Recopiez à l'identique le passage du texte sur l'emploi mondial situé entre « De nombreuses entreprises » et « étant particulièrement vulnérables. », ces deux extrémités comprises.

DOCUMENT SOURCE.
>>>
Dans le monde du travail, notre récent rapport : Emploi et questions sociales dans le monde, tendances 2023 dresse également un tableau troublant. La croissance mondiale de l’emploi ne sera que de 1 % en 2023, soit moins de la moitié du niveau de 2022. Le chômage mondial devrait augmenter légèrement en 2023, d’environ 3 millions, pour atteindre 208 millions. Cela marquerait une inversion de la baisse du chômage mondial observée entre 2020 et 2022. Le ralentissement actuel signifie que de nombreux travailleurs devront accepter des emplois de qualité inférieure, souvent à des salaires très bas, parfois avec des heures insuffisantes. En outre, comme les prix augmentent plus rapidement que les revenus nominaux du travail, la crise du coût de la vie risque de plonger davantage de personnes dans la pauvreté, y compris des millions de personnes qui sont poussées en dessous du seuil de pauvreté. Cette tendance s’ajoute aux baisses importantes de revenus observées pendant la crise du Covid-19, qui a le plus touché les groupes à faible revenu dans de nombreux pays. En conséquence, nous assistons à une augmentation des inégalités dans de nombreuses régions du monde, faisant planer le spectre de tensions sociales croissantes.

De nombreuses entreprises sont également aux prises avec l’impact de ces crises multiples, les petites et micro-entreprises étant particulièrement vulnérables.
<<<
Entrées de données stockées
>>>
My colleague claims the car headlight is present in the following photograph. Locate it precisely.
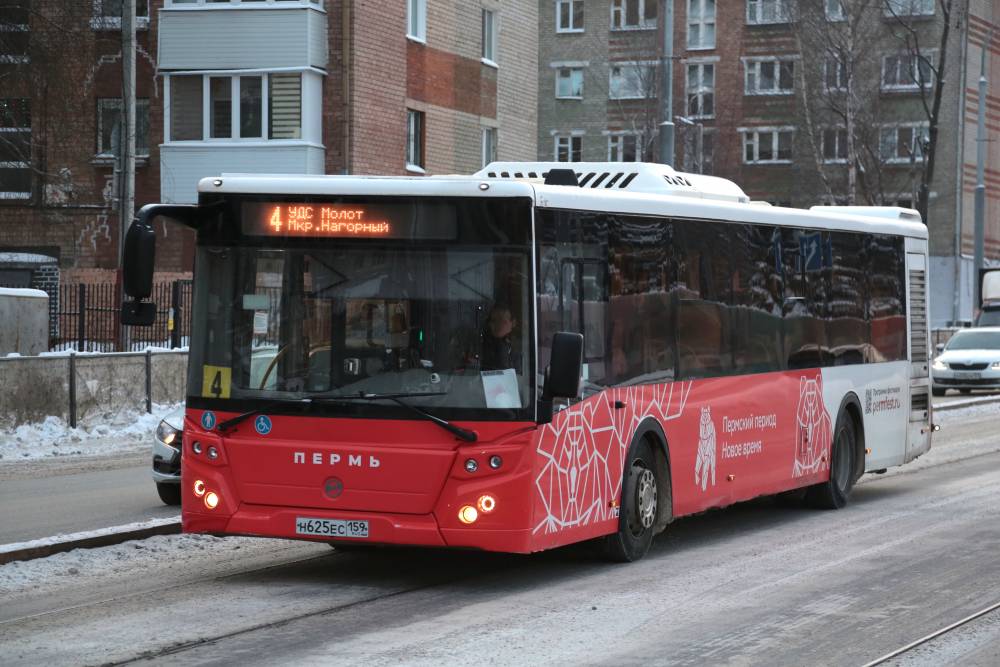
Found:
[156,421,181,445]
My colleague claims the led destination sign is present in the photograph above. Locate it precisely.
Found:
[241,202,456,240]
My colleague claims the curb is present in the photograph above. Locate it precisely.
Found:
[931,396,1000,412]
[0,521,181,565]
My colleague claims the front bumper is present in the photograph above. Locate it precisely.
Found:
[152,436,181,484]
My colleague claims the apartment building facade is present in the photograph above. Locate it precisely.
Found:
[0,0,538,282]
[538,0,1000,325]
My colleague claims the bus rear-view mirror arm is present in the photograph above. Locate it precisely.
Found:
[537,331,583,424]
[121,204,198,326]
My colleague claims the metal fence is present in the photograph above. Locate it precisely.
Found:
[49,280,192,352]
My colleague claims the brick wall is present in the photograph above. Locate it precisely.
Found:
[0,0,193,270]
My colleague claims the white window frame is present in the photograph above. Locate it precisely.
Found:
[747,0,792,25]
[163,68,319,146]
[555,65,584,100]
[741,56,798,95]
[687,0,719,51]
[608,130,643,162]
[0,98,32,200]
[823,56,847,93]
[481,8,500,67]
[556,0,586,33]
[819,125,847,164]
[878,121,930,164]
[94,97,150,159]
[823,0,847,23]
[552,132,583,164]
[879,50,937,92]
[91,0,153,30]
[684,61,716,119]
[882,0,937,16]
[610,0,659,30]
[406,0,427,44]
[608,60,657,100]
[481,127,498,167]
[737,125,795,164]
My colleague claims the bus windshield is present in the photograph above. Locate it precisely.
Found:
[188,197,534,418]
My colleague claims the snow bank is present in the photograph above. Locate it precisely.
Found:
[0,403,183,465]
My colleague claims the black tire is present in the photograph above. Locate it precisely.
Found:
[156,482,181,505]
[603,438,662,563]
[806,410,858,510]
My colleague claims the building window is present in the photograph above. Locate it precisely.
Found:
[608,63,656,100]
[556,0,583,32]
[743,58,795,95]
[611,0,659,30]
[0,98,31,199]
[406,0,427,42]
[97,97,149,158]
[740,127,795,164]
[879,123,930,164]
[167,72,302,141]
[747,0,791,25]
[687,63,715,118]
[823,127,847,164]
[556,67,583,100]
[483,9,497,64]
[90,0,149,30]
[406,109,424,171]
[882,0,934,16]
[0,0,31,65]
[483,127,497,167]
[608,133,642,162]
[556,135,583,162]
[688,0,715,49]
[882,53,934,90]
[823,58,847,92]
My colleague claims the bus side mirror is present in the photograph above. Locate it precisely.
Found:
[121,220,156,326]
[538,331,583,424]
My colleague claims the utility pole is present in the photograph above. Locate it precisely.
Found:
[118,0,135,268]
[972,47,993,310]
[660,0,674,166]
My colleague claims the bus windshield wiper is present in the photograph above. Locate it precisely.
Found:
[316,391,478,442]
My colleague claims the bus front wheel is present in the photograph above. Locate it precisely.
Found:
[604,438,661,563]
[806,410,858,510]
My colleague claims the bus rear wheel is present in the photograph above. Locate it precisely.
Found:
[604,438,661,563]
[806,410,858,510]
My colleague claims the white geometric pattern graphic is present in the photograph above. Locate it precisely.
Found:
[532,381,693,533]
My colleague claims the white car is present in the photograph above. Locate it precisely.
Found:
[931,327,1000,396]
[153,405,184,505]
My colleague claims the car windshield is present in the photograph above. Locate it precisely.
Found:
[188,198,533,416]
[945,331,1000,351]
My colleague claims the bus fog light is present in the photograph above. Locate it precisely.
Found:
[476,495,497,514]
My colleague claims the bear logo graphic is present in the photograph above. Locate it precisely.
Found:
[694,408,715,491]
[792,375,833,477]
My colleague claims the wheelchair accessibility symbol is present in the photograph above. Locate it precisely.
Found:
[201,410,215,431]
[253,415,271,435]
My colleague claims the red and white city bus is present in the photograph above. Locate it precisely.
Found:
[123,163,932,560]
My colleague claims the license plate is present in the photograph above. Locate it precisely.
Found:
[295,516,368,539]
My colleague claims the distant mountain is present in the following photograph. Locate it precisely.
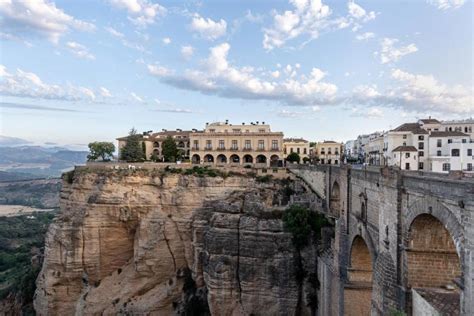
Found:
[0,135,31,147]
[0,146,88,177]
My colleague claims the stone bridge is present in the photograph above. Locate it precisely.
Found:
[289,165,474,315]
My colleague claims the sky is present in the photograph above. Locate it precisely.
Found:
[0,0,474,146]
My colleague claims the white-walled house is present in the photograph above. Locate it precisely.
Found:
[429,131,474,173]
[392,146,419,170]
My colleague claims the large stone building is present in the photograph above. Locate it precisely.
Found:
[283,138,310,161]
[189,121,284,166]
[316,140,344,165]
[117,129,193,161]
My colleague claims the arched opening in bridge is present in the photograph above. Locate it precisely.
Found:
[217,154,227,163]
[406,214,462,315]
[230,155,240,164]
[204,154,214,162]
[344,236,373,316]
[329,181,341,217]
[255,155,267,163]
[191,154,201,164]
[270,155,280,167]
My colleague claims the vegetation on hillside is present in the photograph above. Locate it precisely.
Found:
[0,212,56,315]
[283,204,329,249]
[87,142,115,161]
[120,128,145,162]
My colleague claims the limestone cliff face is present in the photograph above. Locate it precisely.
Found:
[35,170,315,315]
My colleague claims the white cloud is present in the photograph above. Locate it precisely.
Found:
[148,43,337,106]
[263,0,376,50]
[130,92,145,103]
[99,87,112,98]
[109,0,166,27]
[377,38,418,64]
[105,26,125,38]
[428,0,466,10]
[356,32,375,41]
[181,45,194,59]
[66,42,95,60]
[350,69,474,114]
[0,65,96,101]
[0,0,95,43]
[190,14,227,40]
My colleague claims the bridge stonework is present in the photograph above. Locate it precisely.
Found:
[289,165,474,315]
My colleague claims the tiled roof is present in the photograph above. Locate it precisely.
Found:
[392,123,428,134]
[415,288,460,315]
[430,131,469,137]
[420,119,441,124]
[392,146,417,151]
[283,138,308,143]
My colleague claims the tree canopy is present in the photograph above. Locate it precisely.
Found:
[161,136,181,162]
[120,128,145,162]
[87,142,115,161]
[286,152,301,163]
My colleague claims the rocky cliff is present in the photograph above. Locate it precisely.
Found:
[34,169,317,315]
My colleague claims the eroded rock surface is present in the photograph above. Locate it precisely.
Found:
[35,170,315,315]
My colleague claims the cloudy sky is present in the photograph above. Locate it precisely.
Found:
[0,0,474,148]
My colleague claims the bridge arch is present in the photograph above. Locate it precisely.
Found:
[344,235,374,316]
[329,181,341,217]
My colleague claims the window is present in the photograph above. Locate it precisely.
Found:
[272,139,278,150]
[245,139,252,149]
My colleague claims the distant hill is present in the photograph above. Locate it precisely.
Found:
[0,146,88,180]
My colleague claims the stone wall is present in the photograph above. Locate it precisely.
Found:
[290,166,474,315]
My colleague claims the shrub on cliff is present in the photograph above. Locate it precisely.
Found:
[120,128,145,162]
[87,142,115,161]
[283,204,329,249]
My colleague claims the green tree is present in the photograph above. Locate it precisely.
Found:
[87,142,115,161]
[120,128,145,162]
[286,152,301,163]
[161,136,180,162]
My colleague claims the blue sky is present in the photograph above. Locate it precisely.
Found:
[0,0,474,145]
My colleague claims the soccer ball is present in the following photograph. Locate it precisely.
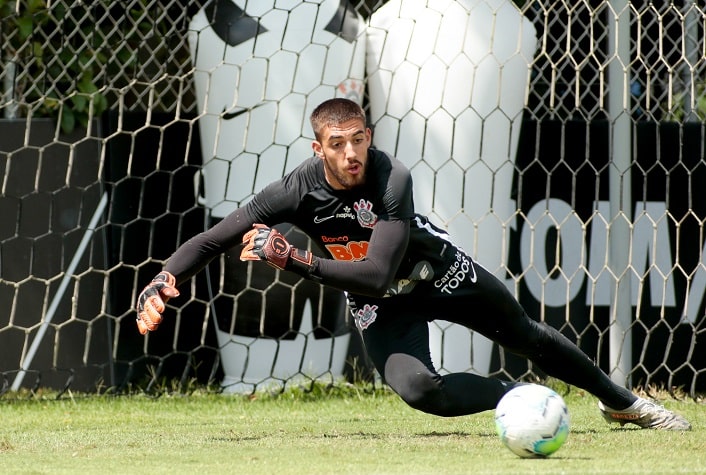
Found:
<<<
TÂCHE RÉALISÉE.
De nombreuses entreprises sont également aux prises avec l’impact de ces crises multiples, les petites et micro-entreprises étant particulièrement vulnérables.